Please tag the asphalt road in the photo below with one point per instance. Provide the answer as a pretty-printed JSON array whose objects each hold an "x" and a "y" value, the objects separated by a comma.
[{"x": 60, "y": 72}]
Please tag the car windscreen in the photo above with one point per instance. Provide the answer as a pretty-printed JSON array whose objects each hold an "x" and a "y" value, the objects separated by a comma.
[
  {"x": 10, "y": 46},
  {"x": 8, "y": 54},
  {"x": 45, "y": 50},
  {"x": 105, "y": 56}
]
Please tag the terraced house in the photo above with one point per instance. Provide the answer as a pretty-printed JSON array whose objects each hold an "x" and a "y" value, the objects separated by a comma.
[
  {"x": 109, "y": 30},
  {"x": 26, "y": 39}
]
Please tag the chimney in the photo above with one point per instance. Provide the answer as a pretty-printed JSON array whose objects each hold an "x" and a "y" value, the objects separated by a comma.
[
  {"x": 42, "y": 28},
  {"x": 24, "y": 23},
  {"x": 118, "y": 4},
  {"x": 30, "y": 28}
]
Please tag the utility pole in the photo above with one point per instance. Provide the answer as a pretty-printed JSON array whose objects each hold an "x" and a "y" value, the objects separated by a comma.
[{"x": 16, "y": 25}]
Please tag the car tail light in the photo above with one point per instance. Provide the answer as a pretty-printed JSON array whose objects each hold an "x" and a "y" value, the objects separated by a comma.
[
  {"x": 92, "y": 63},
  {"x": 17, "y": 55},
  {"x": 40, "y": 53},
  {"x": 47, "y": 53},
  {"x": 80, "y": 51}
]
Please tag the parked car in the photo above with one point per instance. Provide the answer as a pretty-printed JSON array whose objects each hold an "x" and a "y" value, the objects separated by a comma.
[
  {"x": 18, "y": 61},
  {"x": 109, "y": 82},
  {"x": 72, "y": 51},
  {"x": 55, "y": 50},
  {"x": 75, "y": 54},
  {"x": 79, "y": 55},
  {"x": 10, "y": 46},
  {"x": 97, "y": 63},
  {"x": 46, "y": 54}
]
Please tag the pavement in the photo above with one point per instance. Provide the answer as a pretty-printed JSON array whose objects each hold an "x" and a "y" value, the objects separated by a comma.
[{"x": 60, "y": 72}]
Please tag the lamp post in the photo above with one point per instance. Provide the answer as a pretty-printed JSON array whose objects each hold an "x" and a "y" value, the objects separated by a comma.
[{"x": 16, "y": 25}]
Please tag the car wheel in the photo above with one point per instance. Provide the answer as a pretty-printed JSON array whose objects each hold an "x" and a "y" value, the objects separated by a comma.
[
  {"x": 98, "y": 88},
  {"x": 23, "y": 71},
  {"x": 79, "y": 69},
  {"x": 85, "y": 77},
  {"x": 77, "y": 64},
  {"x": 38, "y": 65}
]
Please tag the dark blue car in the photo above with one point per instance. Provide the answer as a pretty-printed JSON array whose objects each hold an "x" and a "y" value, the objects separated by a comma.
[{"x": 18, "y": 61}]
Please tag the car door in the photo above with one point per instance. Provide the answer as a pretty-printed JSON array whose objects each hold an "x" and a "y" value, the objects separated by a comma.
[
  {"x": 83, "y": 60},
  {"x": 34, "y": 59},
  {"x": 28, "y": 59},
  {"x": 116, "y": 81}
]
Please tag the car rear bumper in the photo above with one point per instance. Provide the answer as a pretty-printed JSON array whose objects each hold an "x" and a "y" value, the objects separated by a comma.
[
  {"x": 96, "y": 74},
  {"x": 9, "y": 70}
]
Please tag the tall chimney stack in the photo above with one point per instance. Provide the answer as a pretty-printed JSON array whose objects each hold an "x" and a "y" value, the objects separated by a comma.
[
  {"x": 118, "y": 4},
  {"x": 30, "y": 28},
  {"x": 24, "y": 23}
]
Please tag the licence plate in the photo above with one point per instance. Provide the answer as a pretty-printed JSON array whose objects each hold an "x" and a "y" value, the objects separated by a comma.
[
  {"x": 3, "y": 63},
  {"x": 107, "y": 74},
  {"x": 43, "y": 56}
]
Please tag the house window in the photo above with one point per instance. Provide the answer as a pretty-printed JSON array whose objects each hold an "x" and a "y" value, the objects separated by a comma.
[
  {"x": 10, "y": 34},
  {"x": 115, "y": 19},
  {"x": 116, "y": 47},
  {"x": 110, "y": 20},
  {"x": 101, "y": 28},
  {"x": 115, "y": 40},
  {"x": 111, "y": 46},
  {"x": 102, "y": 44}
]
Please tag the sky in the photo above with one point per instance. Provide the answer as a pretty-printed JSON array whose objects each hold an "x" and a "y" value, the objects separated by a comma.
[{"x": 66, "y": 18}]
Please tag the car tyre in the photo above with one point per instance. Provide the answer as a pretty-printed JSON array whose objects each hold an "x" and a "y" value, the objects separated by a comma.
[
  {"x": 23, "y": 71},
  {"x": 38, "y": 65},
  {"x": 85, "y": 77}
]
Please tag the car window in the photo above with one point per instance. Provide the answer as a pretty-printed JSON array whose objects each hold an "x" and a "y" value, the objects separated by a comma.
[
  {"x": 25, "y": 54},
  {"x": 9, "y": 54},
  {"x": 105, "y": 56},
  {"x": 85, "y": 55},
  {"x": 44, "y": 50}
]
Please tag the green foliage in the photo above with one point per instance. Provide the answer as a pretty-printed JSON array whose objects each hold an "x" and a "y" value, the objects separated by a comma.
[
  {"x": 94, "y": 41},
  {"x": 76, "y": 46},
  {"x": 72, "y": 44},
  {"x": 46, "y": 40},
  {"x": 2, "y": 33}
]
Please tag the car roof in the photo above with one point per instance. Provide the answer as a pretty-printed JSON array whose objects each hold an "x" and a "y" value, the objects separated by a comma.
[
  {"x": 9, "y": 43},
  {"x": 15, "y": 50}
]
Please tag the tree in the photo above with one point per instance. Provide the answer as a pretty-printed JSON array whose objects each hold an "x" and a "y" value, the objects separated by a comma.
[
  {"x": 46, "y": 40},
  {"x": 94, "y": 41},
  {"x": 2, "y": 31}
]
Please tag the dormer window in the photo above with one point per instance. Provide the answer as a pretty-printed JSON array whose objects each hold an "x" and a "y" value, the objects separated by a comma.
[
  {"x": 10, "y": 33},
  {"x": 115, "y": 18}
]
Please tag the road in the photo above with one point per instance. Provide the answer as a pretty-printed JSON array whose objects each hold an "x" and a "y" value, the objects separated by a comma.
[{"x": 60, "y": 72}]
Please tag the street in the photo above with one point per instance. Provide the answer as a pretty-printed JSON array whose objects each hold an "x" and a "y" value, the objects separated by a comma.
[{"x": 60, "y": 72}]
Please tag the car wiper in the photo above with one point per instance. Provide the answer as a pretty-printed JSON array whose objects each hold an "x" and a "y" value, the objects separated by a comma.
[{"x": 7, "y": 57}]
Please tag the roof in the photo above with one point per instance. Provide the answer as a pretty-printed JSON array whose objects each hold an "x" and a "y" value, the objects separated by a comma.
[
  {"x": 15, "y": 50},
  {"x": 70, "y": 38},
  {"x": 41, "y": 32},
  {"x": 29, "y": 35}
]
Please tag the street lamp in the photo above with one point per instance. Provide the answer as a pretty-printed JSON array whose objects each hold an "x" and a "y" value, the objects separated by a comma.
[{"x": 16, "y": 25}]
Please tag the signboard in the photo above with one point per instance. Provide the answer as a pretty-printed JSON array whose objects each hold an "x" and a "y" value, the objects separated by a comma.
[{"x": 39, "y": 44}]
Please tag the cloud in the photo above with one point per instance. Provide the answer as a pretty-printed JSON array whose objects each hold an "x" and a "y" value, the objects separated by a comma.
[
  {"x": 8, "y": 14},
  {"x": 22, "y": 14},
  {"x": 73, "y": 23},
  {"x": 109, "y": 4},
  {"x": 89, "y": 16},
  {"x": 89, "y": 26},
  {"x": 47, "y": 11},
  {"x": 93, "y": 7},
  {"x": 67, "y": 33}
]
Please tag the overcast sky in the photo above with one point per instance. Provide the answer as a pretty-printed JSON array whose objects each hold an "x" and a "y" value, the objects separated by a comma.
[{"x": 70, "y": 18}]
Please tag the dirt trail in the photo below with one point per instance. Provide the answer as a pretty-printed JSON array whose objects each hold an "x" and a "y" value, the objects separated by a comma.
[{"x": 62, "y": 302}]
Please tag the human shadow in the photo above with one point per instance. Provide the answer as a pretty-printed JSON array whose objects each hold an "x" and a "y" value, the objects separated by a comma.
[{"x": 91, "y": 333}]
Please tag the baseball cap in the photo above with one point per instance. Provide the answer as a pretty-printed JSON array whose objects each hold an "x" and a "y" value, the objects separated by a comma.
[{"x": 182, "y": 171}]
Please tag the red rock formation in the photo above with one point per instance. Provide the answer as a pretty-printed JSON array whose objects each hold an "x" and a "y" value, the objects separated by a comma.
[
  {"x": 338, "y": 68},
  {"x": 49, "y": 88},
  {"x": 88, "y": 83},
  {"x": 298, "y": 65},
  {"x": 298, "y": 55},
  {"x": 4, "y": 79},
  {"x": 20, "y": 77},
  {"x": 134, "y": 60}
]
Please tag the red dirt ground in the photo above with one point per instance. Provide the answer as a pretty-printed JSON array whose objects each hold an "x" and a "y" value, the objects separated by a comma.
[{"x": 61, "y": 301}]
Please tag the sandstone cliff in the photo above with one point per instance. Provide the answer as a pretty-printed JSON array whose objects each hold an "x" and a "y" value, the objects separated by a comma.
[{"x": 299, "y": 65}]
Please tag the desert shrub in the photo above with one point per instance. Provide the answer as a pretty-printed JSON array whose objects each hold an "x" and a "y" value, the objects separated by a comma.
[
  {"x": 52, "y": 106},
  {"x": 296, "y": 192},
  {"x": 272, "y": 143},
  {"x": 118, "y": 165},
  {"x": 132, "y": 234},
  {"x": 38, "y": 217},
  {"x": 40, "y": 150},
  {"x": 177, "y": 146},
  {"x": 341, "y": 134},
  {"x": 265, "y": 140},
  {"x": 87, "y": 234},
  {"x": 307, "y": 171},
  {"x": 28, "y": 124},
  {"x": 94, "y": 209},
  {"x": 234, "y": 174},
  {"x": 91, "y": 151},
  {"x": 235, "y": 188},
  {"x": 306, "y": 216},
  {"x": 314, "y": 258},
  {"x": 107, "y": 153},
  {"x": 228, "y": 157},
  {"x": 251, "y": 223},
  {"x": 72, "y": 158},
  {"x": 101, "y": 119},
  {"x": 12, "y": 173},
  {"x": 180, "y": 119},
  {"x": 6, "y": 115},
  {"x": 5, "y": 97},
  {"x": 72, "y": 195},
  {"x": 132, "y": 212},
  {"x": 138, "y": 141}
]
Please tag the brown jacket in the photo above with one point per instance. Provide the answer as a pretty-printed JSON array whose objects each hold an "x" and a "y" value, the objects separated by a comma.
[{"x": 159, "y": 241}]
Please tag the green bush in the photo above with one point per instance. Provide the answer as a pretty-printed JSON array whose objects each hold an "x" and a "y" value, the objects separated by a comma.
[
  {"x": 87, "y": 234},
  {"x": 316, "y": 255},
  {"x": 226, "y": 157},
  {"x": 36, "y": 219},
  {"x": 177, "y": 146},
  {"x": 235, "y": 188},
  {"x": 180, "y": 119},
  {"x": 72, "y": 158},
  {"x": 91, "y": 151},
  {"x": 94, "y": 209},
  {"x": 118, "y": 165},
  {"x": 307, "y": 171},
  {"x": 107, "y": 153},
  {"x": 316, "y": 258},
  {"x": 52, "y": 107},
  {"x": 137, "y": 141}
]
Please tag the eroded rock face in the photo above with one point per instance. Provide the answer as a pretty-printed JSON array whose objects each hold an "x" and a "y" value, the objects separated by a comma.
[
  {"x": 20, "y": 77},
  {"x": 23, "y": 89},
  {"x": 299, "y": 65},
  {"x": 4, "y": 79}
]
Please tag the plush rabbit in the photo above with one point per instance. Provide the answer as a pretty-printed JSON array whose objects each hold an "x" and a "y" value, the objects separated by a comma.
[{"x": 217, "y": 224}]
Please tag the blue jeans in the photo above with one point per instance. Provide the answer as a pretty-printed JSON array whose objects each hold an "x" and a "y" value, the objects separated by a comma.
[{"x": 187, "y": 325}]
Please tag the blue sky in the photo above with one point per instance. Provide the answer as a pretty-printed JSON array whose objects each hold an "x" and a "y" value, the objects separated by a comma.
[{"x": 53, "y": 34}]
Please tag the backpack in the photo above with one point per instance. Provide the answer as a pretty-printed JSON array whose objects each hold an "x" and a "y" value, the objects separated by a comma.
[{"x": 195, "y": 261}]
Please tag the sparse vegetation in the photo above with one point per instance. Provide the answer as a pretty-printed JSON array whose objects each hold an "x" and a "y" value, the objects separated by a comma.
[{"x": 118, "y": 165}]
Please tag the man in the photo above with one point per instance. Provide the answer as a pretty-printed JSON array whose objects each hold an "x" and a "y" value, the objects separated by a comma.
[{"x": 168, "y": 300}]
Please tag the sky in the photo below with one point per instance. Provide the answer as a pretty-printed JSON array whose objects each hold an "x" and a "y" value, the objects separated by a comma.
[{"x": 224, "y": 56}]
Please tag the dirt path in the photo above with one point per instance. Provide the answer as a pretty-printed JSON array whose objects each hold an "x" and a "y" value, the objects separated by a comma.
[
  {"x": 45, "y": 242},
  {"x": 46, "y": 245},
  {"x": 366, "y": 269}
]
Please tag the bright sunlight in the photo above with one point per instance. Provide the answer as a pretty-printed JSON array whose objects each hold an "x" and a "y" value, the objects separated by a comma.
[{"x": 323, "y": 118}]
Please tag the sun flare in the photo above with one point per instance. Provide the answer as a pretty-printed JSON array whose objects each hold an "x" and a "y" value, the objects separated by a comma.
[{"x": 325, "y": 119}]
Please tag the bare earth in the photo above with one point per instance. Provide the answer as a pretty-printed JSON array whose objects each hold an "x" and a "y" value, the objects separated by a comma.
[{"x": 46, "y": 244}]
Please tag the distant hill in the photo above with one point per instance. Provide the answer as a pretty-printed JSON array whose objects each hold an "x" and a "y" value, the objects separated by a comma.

:::

## STATED GOAL
Reproduce, word for word, the stretch of the records from the line containing "Please tag the bright" through the end of the records.

## COMPLETE OUTPUT
Please tag the bright sunlight in the photo above with one point per instance. Provide the answer as a pretty-printed JSON array whose objects each hold an "x" and a "y" value, the objects separated by a comma.
[{"x": 323, "y": 118}]
Please tag the sun flare in the photo above with one point per instance. Provide the answer as a pretty-printed JSON array whose objects each hold an "x" and a "y" value, the objects separated by a comma.
[{"x": 325, "y": 119}]
Please tag the bare earth in the photo above with one point per instance. Provide the answer as a pretty-printed JSON array whose objects each hold an "x" and a "y" value, the objects separated by a comma.
[{"x": 46, "y": 244}]
Please tag the distant hill in the photo above with one point per instance. Provide the answer as a pretty-printed JSON array whose objects each hold an "x" and a "y" value, the objects separated by a comma.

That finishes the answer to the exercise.